WORK REQUIRED:
Your answer must consist solely of the line containing "Phrase: flower center" and all subsequent lines through the end of the entries, reproduced exactly.

INFORMATION PROVIDED:
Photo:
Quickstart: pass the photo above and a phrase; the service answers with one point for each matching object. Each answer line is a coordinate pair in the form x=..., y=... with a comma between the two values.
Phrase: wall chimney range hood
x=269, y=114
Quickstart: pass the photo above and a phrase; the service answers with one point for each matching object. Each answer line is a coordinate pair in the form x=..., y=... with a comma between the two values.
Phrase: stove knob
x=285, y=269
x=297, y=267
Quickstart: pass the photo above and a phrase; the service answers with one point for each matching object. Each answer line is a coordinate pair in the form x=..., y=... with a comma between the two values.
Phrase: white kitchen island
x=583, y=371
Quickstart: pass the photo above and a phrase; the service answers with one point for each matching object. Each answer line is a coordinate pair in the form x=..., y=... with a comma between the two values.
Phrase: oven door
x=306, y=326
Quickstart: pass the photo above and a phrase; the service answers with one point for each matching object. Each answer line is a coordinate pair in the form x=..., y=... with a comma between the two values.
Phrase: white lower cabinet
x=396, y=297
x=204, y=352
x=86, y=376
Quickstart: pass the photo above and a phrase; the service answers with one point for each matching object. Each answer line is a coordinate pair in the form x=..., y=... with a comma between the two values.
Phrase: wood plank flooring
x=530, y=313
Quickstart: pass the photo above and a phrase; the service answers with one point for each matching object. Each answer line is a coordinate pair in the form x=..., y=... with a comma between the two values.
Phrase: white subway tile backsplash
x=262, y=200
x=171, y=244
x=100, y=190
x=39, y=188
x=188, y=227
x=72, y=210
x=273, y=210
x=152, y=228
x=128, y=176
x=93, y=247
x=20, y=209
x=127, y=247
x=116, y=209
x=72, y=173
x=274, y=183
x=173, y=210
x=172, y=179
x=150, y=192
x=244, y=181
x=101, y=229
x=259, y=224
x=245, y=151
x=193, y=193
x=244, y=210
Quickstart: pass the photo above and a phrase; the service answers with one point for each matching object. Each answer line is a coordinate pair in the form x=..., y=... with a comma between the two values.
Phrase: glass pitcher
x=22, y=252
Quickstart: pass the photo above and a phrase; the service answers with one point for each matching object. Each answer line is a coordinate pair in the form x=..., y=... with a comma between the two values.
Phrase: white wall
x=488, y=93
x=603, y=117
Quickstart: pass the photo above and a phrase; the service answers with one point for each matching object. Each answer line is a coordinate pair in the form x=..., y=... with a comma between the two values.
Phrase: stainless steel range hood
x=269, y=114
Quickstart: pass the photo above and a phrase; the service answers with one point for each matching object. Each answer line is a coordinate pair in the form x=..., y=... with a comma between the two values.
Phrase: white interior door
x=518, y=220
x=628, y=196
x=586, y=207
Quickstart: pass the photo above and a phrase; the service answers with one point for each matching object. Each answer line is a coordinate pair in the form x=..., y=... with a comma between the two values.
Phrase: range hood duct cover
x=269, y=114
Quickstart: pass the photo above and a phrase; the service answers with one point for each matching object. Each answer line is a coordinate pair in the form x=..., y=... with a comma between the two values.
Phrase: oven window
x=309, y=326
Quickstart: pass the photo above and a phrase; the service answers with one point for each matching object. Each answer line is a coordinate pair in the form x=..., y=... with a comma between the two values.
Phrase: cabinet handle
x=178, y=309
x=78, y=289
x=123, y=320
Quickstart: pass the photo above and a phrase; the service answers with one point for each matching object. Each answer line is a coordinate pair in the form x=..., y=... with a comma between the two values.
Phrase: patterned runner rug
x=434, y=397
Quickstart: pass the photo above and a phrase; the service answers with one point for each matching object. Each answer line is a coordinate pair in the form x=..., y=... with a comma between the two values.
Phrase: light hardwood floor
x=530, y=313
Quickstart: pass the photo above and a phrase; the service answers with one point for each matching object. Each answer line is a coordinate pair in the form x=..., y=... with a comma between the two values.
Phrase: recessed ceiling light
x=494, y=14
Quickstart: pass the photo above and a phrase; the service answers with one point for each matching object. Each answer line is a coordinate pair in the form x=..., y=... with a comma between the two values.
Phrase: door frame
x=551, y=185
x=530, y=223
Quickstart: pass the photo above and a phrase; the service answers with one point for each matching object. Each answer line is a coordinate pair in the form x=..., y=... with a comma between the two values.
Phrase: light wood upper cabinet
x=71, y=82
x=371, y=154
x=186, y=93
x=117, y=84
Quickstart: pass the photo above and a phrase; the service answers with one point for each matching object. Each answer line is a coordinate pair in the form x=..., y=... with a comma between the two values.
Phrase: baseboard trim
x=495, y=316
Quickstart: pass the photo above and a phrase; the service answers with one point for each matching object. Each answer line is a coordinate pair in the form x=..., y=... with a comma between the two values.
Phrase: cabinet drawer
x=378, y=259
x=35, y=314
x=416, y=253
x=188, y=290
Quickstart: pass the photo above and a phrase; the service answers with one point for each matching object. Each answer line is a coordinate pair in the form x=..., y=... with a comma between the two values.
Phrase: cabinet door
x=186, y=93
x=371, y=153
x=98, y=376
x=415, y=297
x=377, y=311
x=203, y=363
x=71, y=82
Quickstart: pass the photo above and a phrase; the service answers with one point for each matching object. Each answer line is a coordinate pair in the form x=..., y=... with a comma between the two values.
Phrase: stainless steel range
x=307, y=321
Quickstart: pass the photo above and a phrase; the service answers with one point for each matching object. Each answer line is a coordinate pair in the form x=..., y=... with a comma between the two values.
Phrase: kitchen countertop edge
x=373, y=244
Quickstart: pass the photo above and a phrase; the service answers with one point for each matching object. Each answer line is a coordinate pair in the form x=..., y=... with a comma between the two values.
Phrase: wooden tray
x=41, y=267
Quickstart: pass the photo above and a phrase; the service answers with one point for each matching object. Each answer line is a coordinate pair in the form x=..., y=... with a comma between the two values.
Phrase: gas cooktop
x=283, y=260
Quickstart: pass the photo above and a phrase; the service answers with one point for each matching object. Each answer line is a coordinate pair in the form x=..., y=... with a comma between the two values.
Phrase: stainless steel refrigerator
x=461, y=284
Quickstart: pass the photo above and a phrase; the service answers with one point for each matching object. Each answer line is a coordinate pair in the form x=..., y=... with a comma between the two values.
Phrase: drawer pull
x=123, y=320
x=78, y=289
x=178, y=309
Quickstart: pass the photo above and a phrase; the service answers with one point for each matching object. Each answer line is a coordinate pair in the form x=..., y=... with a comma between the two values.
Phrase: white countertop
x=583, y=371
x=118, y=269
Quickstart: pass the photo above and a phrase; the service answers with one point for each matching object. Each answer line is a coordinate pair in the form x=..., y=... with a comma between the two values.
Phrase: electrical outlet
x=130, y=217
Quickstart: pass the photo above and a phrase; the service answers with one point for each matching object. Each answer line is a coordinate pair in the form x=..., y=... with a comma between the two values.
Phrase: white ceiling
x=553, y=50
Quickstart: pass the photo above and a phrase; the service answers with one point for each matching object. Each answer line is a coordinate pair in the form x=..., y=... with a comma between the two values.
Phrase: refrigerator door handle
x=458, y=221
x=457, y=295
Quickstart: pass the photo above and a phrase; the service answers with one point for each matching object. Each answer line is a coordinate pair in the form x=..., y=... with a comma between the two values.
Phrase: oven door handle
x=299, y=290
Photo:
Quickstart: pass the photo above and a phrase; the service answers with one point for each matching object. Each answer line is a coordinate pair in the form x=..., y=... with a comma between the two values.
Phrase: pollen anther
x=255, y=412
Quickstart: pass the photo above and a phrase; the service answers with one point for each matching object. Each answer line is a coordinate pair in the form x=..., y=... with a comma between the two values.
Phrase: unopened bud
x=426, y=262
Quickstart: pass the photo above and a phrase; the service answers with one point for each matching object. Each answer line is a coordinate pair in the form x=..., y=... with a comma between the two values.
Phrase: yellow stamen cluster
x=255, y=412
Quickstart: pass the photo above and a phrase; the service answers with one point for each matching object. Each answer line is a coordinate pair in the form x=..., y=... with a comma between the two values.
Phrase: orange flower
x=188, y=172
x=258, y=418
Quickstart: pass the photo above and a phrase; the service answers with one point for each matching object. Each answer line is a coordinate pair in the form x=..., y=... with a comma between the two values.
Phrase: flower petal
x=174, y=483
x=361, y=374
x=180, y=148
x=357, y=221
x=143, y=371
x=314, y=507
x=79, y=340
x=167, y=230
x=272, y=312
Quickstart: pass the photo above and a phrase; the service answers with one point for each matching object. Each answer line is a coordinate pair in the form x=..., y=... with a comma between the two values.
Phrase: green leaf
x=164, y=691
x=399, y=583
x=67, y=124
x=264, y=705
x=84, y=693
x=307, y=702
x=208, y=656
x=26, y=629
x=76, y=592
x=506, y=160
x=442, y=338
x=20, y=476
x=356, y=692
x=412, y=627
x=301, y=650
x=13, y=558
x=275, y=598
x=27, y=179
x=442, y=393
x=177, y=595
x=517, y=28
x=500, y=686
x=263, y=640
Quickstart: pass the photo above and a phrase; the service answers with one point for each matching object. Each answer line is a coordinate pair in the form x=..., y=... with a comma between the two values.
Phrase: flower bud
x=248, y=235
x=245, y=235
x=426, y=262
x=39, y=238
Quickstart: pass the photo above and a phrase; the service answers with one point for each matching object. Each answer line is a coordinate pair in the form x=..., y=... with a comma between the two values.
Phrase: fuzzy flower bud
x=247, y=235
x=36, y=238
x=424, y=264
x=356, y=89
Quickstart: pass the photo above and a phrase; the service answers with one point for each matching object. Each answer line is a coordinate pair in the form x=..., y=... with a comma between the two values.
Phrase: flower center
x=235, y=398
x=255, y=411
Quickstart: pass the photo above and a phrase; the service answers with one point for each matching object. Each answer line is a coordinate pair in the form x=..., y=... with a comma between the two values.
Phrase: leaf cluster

YOUR SOLUTION:
Phrase: flower center
x=235, y=398
x=255, y=411
Quickstart: pass the photo above and a phrase; the service answers with one point for each matching object. Each answer line is a coordinate pair in the form x=..., y=... with a comma between the two values.
Phrase: leaf cluster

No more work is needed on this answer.